(Einträge des Datensatzes)
================

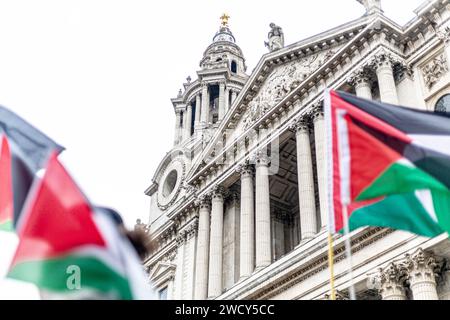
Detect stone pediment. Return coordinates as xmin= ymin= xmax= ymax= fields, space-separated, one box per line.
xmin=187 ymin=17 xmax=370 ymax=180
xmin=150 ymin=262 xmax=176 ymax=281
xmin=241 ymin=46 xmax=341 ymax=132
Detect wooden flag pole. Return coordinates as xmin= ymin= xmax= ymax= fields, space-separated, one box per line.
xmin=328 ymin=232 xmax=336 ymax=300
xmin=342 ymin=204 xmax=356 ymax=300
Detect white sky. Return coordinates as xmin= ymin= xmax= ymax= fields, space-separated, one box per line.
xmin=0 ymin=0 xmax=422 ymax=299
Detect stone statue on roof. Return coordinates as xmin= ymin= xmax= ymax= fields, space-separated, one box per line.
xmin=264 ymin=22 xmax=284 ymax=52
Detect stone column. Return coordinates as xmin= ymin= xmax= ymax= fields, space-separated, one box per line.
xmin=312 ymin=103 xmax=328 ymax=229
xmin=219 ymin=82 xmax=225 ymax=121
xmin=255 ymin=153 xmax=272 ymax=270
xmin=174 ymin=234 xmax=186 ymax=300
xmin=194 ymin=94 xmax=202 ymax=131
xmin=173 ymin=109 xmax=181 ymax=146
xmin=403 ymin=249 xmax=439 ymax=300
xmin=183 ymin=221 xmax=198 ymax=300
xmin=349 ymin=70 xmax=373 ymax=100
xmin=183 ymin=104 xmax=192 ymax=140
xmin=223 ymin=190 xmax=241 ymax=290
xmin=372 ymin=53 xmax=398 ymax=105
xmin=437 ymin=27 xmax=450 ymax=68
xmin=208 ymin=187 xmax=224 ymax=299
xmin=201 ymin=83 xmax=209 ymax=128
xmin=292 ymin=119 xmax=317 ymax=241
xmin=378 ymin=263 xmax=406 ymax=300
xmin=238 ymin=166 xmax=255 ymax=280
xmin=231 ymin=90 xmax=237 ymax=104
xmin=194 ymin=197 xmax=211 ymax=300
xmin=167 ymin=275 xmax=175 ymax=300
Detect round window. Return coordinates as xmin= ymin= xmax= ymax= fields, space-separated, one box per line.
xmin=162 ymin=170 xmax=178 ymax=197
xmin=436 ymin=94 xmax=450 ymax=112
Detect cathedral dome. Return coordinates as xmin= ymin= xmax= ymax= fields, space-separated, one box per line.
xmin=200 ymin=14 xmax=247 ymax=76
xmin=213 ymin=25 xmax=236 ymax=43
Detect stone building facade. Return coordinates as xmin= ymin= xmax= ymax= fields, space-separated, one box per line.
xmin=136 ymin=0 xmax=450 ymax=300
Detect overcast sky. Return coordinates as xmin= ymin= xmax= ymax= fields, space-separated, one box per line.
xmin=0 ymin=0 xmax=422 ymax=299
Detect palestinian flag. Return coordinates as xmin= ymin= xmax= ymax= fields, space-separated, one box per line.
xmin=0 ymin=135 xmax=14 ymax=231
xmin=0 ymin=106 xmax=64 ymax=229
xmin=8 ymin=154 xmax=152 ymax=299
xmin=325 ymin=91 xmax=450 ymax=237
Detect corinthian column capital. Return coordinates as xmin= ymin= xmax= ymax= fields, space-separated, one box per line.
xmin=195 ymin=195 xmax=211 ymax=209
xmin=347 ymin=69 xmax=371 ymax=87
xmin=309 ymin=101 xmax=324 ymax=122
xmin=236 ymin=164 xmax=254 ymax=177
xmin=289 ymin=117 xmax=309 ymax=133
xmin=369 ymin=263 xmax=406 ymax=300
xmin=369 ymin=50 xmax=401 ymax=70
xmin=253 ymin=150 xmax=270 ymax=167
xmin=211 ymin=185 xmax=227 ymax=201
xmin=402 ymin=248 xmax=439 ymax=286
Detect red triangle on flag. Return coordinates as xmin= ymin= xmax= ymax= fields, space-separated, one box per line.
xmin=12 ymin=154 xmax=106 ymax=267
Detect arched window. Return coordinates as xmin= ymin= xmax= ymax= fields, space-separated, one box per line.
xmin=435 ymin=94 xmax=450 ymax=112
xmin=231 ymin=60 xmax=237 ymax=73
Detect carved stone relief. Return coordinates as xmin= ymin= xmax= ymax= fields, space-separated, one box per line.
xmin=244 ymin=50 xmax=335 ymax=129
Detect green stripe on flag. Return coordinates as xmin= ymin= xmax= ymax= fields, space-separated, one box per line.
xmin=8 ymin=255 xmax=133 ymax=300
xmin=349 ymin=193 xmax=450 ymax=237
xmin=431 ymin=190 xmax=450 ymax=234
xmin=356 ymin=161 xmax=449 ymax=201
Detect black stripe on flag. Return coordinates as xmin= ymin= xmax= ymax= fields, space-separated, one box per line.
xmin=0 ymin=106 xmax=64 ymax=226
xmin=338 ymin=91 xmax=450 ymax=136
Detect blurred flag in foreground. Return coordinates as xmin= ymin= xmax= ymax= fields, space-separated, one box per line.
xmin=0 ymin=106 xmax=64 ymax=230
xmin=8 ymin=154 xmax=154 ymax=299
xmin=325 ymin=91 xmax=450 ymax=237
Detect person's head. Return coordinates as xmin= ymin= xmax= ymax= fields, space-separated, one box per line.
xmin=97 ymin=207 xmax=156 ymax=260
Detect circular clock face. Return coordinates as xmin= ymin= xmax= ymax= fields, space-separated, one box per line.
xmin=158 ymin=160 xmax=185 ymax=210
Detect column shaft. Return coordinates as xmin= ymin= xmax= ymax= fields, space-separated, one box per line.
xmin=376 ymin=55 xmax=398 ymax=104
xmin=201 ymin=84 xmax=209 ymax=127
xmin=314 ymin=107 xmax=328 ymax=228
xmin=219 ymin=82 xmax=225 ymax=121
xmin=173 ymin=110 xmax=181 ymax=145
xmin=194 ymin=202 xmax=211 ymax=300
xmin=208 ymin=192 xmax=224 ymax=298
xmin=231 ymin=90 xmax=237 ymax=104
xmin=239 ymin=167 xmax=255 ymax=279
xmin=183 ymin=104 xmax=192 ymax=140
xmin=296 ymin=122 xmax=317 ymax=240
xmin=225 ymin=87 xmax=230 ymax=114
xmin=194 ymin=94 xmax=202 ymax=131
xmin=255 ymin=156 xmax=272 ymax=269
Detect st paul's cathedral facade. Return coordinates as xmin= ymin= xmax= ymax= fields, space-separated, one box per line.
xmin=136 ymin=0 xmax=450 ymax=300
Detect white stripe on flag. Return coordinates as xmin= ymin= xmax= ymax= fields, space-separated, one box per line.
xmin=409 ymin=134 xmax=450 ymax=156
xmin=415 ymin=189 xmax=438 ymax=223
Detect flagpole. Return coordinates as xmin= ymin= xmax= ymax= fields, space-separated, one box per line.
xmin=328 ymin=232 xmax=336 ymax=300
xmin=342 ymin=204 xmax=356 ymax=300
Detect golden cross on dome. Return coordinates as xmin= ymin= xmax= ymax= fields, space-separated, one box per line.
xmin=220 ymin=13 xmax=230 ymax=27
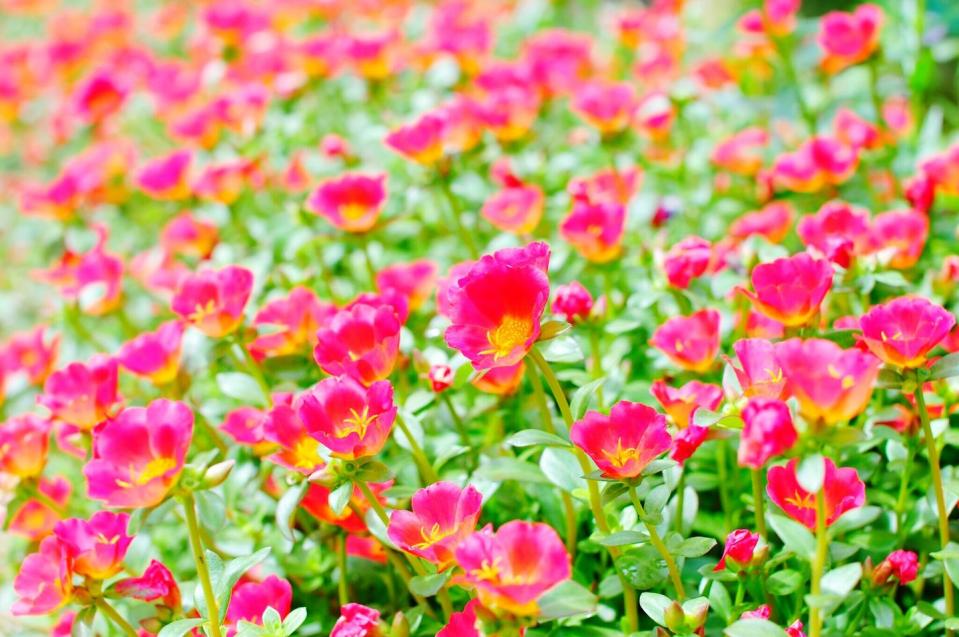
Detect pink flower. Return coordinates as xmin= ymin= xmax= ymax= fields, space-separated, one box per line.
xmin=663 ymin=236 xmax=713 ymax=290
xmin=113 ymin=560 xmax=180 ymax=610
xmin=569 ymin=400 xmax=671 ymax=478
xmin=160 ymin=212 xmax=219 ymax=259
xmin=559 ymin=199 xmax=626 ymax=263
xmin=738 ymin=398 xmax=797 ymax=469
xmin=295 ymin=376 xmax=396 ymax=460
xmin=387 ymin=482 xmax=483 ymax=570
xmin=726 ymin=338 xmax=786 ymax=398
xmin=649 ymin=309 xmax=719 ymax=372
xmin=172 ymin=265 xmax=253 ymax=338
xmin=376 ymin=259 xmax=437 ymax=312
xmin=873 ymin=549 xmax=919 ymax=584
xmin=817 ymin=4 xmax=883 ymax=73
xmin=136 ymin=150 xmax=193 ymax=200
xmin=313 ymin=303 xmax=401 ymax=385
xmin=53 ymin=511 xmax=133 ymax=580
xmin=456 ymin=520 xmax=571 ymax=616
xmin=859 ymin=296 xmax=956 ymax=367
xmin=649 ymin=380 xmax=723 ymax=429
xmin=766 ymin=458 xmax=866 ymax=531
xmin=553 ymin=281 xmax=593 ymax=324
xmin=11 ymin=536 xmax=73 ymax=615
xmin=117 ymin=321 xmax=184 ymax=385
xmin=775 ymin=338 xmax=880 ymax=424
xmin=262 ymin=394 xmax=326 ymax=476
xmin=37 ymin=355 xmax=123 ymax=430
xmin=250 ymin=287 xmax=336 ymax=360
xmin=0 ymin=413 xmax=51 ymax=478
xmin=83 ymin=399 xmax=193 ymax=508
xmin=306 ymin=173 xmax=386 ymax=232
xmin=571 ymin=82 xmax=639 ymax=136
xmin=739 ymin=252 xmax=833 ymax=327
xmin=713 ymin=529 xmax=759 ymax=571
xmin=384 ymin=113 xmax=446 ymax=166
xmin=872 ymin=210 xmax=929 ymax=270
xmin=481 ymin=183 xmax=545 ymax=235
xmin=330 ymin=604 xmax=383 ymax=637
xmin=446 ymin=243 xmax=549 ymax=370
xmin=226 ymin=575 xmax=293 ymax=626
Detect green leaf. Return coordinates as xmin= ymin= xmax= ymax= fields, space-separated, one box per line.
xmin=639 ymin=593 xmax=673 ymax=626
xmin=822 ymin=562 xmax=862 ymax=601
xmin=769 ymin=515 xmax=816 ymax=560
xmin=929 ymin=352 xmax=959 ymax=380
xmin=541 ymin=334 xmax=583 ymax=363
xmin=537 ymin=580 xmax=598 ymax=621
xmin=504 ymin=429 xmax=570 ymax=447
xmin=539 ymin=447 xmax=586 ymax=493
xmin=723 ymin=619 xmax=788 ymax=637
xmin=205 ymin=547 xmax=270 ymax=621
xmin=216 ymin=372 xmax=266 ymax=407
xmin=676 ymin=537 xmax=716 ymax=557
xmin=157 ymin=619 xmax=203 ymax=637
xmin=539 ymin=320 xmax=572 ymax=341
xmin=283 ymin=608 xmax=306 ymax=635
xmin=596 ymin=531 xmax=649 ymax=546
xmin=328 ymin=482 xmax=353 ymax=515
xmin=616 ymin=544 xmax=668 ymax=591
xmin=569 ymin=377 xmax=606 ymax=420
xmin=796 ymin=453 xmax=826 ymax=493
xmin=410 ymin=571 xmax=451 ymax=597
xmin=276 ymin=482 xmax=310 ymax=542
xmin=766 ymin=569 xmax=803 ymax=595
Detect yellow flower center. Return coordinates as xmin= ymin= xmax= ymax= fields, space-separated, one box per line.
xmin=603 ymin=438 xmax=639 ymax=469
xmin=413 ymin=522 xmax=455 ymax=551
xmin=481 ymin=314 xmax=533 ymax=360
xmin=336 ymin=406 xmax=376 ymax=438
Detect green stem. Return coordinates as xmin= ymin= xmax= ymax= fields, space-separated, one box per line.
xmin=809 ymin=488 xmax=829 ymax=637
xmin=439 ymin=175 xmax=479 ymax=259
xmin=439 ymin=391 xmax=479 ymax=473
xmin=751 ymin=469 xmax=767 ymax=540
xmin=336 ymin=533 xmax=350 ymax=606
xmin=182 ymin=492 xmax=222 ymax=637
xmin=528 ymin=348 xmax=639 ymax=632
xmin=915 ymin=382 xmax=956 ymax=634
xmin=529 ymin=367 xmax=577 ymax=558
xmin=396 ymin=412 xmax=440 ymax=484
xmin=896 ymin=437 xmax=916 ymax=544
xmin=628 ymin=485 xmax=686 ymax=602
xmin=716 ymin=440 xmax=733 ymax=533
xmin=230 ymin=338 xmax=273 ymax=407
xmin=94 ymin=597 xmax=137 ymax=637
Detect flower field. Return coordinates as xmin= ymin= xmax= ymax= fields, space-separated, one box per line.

================

DIE AUFGABE
Kannst du den Abschnitt der Einträge, der mit der Zeile mit „Detect yellow flower“ beginnt und mit der Zeile mit „xmin=336 ymin=406 xmax=376 ymax=438“ endet, Zeile für Zeile unverändert ausgeben, beide Grenzzeilen eingeschlossen?

AUSGABE
Detect yellow flower center. Return coordinates as xmin= ymin= xmax= ymax= fields, space-separated, one box per line.
xmin=603 ymin=438 xmax=639 ymax=469
xmin=413 ymin=522 xmax=455 ymax=551
xmin=481 ymin=314 xmax=533 ymax=360
xmin=336 ymin=406 xmax=376 ymax=438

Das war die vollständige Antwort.